** start Supplied material **

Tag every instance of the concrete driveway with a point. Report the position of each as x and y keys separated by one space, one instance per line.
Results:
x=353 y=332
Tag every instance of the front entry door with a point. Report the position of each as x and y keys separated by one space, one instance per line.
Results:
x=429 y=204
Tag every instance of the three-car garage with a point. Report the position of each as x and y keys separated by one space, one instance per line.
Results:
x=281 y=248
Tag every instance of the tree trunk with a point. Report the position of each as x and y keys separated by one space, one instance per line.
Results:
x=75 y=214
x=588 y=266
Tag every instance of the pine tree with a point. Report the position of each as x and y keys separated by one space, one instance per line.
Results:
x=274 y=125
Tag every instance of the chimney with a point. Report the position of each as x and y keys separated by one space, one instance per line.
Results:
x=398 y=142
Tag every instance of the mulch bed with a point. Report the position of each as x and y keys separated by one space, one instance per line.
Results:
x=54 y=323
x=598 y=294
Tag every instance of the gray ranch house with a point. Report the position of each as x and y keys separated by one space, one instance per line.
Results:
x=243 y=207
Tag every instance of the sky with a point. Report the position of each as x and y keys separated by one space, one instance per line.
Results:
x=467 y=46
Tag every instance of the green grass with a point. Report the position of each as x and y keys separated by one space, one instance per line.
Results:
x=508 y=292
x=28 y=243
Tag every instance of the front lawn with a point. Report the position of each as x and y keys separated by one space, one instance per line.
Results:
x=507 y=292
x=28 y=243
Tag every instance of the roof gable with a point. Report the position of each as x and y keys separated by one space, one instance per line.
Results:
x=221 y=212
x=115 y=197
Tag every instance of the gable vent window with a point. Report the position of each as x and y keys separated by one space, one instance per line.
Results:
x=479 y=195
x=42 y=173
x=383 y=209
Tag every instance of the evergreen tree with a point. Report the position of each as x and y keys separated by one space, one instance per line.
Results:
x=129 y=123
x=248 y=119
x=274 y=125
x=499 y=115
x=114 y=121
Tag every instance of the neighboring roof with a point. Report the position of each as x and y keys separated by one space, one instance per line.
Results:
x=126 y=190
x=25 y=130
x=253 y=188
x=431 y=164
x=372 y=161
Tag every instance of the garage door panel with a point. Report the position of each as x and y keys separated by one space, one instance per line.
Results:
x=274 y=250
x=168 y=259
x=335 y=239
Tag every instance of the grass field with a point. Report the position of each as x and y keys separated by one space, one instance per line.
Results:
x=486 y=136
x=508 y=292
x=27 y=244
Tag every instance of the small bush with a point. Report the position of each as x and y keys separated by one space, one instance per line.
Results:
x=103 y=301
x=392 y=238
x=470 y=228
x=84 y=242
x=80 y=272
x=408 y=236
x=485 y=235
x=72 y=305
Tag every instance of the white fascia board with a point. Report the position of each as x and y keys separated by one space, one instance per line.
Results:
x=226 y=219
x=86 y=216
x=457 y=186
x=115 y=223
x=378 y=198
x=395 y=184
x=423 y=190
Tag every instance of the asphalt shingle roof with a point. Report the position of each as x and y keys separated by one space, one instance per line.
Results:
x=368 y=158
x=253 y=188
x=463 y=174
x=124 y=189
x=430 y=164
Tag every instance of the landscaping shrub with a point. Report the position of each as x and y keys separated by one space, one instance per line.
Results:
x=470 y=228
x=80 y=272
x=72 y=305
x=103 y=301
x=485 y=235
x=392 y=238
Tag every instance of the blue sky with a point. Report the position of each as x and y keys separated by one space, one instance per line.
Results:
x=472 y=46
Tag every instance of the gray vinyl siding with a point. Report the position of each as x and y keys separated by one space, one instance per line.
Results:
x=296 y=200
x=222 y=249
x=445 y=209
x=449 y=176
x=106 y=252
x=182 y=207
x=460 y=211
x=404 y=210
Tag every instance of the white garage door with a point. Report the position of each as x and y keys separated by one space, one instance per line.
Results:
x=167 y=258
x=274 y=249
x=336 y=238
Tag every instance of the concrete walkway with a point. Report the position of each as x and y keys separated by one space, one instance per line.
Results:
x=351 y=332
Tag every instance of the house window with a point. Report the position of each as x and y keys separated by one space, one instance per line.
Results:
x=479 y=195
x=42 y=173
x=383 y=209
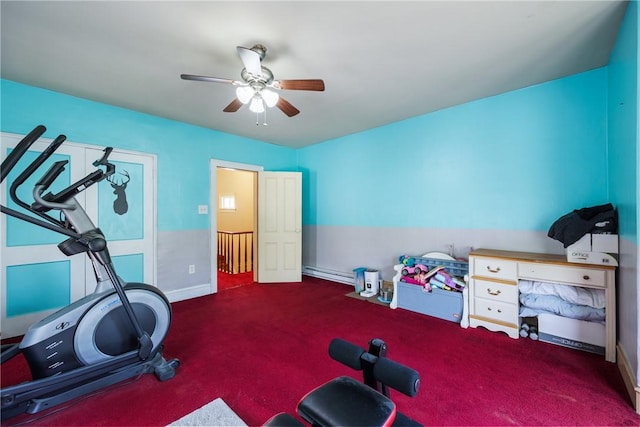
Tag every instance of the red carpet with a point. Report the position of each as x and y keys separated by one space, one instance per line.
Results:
x=262 y=347
x=229 y=281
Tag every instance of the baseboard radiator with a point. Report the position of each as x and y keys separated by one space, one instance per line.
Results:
x=327 y=274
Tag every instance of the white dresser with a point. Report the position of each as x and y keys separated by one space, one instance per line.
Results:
x=493 y=288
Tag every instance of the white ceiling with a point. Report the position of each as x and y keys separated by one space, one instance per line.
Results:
x=382 y=61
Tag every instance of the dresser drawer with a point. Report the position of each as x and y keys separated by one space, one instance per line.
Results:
x=563 y=274
x=495 y=268
x=496 y=310
x=495 y=291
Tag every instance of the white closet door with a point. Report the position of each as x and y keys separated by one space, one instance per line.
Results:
x=124 y=209
x=37 y=279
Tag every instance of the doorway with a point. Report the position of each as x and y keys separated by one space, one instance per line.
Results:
x=233 y=224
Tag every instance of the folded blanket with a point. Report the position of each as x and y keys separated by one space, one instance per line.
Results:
x=534 y=304
x=573 y=294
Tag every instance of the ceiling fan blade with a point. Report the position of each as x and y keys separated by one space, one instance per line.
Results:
x=305 y=84
x=233 y=106
x=251 y=60
x=208 y=79
x=286 y=107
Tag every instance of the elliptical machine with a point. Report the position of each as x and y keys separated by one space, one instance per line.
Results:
x=106 y=337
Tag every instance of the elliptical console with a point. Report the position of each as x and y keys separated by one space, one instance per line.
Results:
x=111 y=335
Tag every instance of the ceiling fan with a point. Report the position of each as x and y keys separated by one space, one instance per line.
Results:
x=257 y=83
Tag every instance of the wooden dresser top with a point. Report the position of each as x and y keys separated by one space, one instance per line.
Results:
x=534 y=257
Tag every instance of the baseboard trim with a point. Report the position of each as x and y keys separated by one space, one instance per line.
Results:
x=188 y=293
x=327 y=274
x=629 y=378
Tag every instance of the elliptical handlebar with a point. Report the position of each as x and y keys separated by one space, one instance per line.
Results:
x=44 y=203
x=19 y=151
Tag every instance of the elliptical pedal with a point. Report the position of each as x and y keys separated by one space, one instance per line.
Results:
x=98 y=346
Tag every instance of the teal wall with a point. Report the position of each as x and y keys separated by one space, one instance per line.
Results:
x=515 y=161
x=183 y=150
x=624 y=161
x=623 y=123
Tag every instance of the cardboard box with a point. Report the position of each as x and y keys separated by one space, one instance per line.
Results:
x=573 y=333
x=607 y=243
x=587 y=257
x=584 y=244
x=598 y=243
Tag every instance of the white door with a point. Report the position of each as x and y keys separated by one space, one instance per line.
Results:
x=279 y=227
x=124 y=209
x=36 y=278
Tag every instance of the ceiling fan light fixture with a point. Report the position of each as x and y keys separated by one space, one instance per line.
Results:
x=270 y=97
x=257 y=104
x=244 y=93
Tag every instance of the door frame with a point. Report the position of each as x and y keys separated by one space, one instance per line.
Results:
x=214 y=164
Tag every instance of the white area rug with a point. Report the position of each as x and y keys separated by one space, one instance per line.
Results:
x=216 y=413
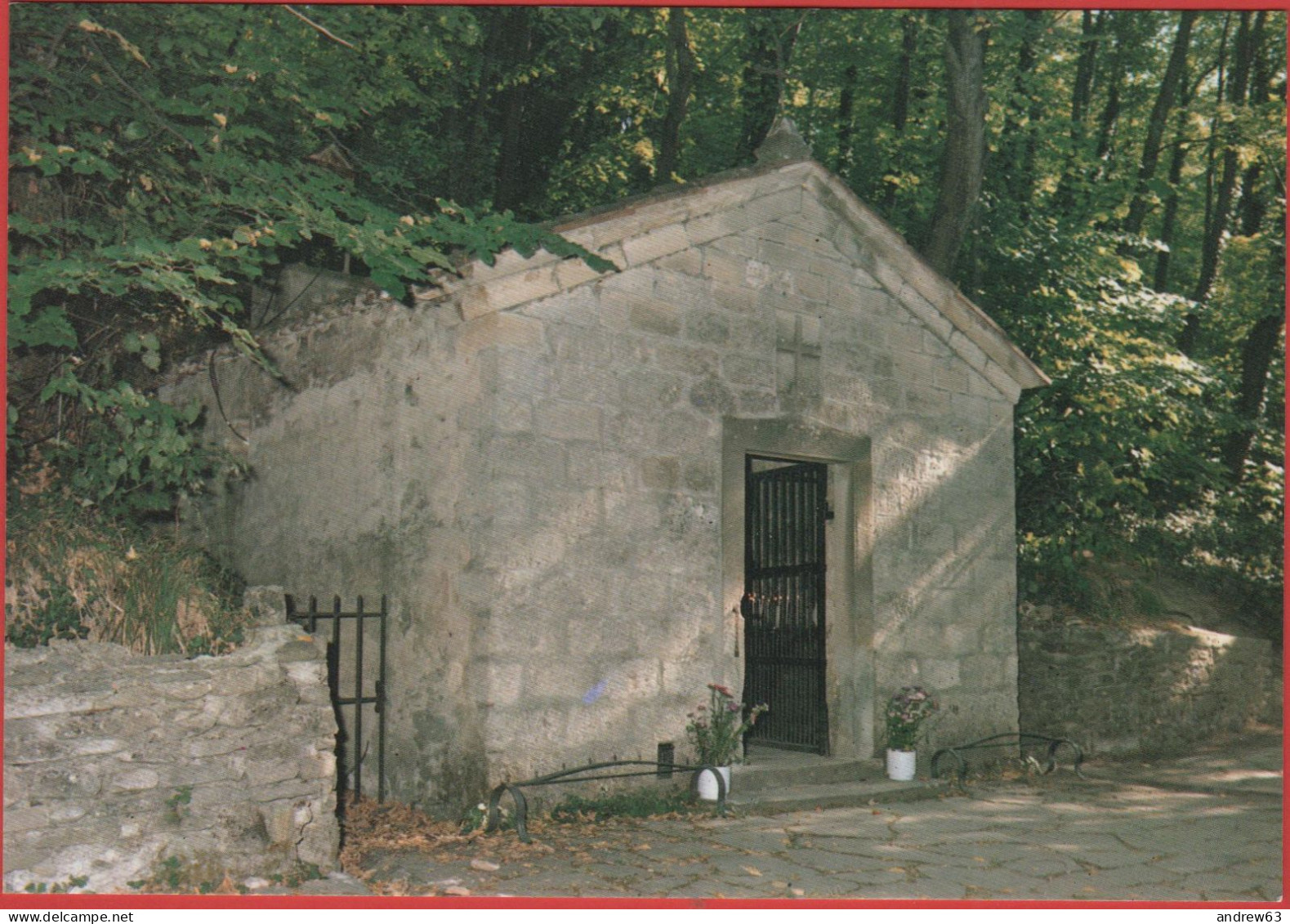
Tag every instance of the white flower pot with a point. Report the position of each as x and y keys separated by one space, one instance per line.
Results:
x=707 y=783
x=900 y=764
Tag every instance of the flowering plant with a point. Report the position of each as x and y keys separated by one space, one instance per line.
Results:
x=717 y=728
x=906 y=712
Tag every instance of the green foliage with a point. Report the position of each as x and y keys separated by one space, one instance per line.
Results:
x=476 y=819
x=167 y=159
x=75 y=574
x=160 y=172
x=636 y=803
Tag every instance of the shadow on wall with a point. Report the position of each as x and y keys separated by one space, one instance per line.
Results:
x=1143 y=690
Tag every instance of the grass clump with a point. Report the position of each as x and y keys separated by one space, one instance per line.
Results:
x=643 y=803
x=73 y=574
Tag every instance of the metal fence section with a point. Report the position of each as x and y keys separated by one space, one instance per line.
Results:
x=356 y=676
x=783 y=603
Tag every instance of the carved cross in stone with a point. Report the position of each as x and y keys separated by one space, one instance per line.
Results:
x=797 y=346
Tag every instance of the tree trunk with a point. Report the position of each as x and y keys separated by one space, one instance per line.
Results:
x=1212 y=247
x=1257 y=354
x=1022 y=119
x=1169 y=86
x=680 y=82
x=900 y=96
x=962 y=162
x=1111 y=111
x=1081 y=96
x=510 y=190
x=772 y=35
x=1091 y=37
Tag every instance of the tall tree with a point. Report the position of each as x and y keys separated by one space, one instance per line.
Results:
x=1216 y=231
x=680 y=82
x=964 y=158
x=770 y=37
x=1022 y=118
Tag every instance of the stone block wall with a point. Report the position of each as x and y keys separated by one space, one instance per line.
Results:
x=1120 y=690
x=528 y=462
x=115 y=763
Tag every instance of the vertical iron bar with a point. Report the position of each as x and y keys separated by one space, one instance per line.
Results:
x=359 y=754
x=334 y=683
x=381 y=708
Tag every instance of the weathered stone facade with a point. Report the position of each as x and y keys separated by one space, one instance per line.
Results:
x=120 y=767
x=1143 y=690
x=542 y=466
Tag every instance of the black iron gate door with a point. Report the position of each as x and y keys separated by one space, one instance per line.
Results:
x=783 y=603
x=356 y=675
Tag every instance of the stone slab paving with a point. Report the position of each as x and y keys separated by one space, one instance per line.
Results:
x=1045 y=837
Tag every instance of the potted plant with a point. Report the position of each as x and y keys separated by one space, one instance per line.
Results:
x=716 y=730
x=906 y=712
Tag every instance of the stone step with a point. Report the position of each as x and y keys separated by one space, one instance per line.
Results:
x=793 y=770
x=809 y=797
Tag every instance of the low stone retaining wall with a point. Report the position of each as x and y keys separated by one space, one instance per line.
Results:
x=122 y=768
x=1118 y=690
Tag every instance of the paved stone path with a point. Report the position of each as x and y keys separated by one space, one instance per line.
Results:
x=1205 y=828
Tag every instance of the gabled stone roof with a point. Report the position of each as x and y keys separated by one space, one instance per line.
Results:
x=645 y=229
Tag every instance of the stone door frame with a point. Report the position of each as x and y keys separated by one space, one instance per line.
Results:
x=849 y=551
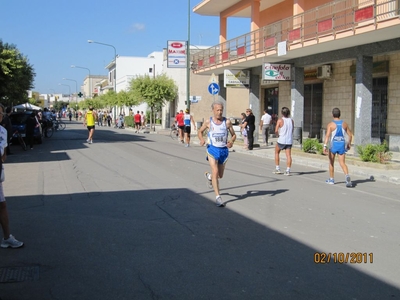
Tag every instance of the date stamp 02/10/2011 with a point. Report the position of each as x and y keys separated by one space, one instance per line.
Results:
x=343 y=258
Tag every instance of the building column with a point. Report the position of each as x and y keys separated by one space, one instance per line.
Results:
x=221 y=97
x=363 y=101
x=222 y=29
x=297 y=96
x=255 y=15
x=254 y=102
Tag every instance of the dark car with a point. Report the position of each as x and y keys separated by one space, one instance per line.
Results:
x=18 y=122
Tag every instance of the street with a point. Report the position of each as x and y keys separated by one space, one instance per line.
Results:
x=130 y=217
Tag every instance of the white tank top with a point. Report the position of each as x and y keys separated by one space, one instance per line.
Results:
x=218 y=134
x=286 y=132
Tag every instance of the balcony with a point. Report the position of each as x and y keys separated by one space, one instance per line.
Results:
x=336 y=25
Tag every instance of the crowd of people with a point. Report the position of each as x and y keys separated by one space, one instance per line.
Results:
x=337 y=141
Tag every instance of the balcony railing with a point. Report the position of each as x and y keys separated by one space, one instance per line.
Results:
x=311 y=27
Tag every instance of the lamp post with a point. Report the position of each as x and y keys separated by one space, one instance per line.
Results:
x=76 y=89
x=69 y=87
x=115 y=61
x=188 y=62
x=90 y=84
x=115 y=68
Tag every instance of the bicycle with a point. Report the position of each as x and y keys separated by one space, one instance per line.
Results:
x=174 y=132
x=17 y=135
x=59 y=125
x=48 y=129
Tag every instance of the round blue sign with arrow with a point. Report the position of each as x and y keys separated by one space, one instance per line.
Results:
x=213 y=88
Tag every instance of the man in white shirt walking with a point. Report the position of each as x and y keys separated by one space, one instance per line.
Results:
x=265 y=122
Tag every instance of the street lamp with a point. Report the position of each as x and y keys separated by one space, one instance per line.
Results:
x=115 y=61
x=115 y=68
x=188 y=62
x=90 y=84
x=76 y=89
x=69 y=87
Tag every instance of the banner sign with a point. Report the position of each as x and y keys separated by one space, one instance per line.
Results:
x=176 y=56
x=276 y=72
x=236 y=78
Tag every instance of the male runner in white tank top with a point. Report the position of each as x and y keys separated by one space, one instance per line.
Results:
x=217 y=147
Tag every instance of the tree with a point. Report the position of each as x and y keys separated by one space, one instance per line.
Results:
x=154 y=91
x=16 y=75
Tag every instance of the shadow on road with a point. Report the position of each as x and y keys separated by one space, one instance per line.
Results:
x=166 y=244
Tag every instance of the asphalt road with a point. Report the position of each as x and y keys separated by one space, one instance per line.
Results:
x=130 y=217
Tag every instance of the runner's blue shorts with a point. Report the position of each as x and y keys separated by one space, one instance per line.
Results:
x=219 y=154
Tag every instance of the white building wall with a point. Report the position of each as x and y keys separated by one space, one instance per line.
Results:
x=129 y=67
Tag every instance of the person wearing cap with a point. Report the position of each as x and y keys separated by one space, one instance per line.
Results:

** end Supplied material **

Could you put the records into a Markdown table with the columns Row and Line, one numbered row per line, starting at the line that contains "Tag every instance of the house" and stopping after the line that contains "x=233 y=224"? Skip blank lines and leave out the pictures.

_Output of the task_.
| Row | Line |
|---|---|
| 1 | Tag every instance of the house window with a point. Report the position of each as x and y keys separated by one space, one instance per line. |
| 2 | Results: |
| 3 | x=479 y=195 |
| 4 | x=42 y=173 |
| 5 | x=383 y=209 |
| 6 | Tag every instance of the red carpet with a point. Report the position of each as x and y keys separated by one space, one instance per line. |
| 7 | Results: |
| 8 | x=262 y=347 |
| 9 | x=229 y=281 |
| 10 | Tag every instance of the baseboard radiator with a point. Report the position of each as x and y keys separated by one space, one instance per line. |
| 11 | Results: |
| 12 | x=327 y=274 |
| 13 | Tag every instance of the white dresser with a point. Report the position of each as x and y keys separated by one space, one instance per line. |
| 14 | Results: |
| 15 | x=493 y=288 |
| 16 | Tag every instance of the white ceiling with a point. Report the position of each as x and y keys separated by one space, one instance per line. |
| 17 | Results: |
| 18 | x=382 y=61 |
| 19 | Tag every instance of the dresser drawer with a point. Report the position of each as x and y keys separated by one space, one instance per line. |
| 20 | Results: |
| 21 | x=563 y=274 |
| 22 | x=495 y=268 |
| 23 | x=496 y=310 |
| 24 | x=495 y=291 |
| 25 | Tag every instance of the white closet door with a point. Report the position of each as x and y keys separated by one space, one instance per line. |
| 26 | Results: |
| 27 | x=124 y=209 |
| 28 | x=37 y=279 |
| 29 | Tag every instance of the doorway with a point. Report the position of each as x and y keys separated by one space, one instance per line. |
| 30 | Results: |
| 31 | x=233 y=224 |